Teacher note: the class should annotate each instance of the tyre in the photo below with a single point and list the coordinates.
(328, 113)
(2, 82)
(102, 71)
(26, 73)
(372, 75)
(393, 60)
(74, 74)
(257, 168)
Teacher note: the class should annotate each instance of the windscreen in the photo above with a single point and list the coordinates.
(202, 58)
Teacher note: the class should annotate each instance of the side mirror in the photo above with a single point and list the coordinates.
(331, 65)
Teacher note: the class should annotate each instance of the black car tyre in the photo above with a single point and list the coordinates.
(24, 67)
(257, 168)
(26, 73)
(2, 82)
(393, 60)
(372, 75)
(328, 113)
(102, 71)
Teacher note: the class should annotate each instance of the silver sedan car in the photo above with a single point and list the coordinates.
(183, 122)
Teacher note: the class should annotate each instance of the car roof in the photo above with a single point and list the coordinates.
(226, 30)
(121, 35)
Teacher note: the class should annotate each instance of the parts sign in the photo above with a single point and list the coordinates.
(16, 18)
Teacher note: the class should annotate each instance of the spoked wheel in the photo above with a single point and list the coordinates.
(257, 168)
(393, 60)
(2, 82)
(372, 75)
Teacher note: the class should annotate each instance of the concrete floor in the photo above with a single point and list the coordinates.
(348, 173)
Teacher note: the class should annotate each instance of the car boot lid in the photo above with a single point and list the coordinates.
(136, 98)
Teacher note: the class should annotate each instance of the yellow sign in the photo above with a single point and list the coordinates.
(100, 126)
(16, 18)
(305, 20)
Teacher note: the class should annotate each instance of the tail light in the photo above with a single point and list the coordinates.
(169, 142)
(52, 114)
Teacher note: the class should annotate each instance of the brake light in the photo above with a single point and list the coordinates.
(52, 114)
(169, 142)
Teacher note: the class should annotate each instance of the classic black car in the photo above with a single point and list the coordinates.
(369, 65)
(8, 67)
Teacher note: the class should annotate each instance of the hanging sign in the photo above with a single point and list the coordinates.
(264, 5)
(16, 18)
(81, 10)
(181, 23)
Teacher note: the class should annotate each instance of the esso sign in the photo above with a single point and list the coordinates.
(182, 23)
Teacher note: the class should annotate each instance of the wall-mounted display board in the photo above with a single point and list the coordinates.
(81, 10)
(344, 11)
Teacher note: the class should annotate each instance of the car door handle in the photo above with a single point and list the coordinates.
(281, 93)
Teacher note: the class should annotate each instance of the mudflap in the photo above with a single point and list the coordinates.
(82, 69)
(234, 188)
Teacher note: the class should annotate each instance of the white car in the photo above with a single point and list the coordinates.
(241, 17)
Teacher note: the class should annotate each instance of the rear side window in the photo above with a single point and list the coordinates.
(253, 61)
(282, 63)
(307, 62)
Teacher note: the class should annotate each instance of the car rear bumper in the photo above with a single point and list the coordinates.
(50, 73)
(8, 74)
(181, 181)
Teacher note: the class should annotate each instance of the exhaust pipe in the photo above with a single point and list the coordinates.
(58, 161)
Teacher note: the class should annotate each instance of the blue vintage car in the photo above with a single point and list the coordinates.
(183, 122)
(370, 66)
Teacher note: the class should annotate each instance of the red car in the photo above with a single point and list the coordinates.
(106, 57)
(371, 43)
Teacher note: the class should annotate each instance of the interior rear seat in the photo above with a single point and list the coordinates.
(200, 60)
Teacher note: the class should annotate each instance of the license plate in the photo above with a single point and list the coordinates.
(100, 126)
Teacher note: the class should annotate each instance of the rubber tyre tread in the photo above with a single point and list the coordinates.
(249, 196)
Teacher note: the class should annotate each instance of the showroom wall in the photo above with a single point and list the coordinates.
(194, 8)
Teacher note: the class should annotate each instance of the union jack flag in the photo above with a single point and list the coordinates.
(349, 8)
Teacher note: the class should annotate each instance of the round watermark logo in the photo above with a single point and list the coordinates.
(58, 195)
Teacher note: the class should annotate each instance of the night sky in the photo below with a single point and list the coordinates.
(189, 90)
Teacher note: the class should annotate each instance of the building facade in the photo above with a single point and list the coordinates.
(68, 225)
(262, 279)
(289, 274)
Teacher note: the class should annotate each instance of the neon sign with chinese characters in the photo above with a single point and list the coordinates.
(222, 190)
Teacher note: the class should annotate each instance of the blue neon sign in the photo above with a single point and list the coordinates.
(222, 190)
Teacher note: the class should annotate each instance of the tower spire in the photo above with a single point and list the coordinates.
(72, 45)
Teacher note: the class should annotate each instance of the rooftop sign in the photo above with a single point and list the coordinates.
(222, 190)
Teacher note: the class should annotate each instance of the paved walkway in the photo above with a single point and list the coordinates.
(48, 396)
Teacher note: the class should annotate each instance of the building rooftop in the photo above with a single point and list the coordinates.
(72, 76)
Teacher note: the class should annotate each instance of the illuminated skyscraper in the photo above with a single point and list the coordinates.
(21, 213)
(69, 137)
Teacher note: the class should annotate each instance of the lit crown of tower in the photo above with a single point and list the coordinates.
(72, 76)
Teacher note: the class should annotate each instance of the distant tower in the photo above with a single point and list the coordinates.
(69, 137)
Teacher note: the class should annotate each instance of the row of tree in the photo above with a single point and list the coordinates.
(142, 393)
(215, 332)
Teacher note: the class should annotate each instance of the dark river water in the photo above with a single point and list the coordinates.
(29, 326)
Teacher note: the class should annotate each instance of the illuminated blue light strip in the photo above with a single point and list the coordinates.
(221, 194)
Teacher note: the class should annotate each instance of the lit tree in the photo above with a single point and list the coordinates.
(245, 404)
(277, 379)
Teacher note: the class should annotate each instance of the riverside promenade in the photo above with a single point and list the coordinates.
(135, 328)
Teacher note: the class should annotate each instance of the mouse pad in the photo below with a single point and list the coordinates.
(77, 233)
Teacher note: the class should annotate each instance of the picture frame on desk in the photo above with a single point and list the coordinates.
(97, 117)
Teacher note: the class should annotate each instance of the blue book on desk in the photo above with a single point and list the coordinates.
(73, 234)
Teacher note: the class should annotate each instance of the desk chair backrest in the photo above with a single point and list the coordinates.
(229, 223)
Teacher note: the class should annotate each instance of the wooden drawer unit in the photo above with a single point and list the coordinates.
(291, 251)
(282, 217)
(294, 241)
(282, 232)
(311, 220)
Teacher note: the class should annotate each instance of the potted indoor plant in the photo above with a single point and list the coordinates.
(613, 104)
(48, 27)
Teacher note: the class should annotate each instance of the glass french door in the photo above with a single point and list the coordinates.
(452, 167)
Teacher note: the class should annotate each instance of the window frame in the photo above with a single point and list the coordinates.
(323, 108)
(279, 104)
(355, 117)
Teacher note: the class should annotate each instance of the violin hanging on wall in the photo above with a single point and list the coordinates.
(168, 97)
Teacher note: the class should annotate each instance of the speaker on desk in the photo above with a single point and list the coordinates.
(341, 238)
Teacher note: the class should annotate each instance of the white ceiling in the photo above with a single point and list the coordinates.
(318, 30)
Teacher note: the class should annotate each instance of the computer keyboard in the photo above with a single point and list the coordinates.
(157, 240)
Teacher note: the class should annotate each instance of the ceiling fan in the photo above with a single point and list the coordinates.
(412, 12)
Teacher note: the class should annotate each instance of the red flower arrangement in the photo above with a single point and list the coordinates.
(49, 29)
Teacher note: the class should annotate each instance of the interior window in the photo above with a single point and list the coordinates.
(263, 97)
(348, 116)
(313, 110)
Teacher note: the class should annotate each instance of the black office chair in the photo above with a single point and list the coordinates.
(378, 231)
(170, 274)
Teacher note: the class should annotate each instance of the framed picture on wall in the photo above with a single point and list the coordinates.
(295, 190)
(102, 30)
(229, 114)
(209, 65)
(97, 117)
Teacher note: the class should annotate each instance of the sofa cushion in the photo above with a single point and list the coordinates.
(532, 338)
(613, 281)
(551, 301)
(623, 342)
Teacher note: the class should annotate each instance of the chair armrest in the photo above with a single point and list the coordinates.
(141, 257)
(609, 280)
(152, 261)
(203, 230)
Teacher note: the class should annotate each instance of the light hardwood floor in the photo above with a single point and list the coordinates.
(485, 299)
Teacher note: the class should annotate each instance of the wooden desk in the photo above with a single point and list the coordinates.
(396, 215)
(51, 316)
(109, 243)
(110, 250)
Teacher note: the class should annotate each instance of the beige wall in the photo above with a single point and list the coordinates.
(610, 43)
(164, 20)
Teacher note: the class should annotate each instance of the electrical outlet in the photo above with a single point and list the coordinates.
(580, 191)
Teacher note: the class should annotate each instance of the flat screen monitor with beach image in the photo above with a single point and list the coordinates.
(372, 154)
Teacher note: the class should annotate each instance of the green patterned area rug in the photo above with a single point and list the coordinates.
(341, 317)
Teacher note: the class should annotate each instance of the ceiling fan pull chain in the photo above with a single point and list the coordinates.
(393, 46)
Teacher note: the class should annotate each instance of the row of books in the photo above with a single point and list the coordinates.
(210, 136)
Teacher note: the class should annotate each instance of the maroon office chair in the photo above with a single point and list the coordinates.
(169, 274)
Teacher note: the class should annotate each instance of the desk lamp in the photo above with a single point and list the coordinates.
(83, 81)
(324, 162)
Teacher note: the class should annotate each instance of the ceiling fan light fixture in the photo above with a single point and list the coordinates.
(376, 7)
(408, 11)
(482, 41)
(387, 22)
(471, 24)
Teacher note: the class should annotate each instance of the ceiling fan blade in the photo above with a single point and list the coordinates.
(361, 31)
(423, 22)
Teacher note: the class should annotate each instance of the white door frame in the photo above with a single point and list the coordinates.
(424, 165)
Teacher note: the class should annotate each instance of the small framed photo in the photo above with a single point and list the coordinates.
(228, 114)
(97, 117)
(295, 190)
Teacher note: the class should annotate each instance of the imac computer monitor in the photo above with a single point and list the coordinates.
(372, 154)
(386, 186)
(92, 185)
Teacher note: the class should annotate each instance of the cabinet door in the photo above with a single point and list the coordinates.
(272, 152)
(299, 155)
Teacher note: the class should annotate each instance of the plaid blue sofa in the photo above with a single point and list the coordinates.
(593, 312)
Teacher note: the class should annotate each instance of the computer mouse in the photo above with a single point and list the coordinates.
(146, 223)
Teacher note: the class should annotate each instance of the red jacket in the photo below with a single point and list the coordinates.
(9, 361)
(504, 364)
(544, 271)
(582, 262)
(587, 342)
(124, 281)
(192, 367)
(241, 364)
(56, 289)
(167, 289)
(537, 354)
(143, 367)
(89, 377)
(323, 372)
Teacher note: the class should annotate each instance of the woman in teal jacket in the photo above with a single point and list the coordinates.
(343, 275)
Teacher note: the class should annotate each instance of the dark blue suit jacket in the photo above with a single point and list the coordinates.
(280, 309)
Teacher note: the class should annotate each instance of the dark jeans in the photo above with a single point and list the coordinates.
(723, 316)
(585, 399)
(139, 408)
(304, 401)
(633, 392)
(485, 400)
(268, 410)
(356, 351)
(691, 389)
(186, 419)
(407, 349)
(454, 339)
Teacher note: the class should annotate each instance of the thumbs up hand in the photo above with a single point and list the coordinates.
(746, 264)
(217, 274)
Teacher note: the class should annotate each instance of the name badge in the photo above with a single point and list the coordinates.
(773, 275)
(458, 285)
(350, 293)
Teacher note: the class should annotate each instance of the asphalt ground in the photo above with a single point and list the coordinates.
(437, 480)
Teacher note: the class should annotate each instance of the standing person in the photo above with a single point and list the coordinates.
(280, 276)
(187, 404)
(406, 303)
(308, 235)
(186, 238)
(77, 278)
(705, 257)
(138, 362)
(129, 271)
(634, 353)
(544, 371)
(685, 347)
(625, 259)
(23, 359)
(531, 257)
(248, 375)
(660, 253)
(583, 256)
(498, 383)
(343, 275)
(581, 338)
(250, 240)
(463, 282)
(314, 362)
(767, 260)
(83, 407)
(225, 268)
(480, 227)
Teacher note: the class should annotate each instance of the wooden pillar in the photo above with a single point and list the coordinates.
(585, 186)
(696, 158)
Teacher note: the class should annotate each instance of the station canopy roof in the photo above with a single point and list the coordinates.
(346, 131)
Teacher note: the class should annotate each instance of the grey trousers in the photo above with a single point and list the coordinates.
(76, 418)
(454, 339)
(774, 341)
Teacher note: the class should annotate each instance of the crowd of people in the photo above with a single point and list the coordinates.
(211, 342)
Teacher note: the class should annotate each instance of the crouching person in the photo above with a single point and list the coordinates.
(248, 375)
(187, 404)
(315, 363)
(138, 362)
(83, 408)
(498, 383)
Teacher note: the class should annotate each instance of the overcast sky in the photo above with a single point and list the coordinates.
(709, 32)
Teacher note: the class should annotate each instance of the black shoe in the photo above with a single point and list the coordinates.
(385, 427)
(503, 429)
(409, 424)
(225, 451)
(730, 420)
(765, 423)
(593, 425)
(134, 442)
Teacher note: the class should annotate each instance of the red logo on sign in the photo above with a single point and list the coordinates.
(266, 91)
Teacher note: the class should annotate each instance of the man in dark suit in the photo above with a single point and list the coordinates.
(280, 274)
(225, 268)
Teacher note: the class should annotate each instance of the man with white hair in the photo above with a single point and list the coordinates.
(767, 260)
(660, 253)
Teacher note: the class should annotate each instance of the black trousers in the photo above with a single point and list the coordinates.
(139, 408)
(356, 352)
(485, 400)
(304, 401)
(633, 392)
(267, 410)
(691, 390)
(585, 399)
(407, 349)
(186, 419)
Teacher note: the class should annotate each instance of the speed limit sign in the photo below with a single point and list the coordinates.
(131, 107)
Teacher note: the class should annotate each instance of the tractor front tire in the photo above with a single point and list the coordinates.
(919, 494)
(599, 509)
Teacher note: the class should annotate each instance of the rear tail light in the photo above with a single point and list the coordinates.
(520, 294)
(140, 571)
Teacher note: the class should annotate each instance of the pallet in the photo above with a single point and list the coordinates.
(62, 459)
■ ■ ■
## WHAT IS BEING ASKED
Please copy exactly the lines from the one that contains "man in dark" up to and including the final line of the listing above.

## RESULT OF THIS TASK
Teacher note: the class should annotate each instance of the man in dark suit in the photo above with a single point and list the coordinates.
(280, 274)
(225, 268)
Teacher note: the class should annotate each instance of the man with white hair in the photo above with a single point and list the coordinates.
(767, 260)
(660, 253)
Teacher note: the class should annotate each instance of the black trousers in the photo above with a single point and list the coordinates.
(139, 408)
(356, 352)
(485, 400)
(304, 401)
(633, 392)
(267, 410)
(691, 390)
(585, 399)
(407, 349)
(186, 419)
Teacher note: the class should annotate each instance of the speed limit sign in the photo below with a single point and list the coordinates.
(131, 107)
Teacher note: the class should annotate each instance of the tractor front tire in the photo above with a single point and list the coordinates.
(919, 494)
(599, 509)
Teacher note: the class should annotate each instance of the rear tail light in the photo above with a single point and list the coordinates.
(520, 294)
(140, 571)
Teacher note: the class should annotate each instance of the pallet in the photo above with a single point and list the coordinates.
(62, 459)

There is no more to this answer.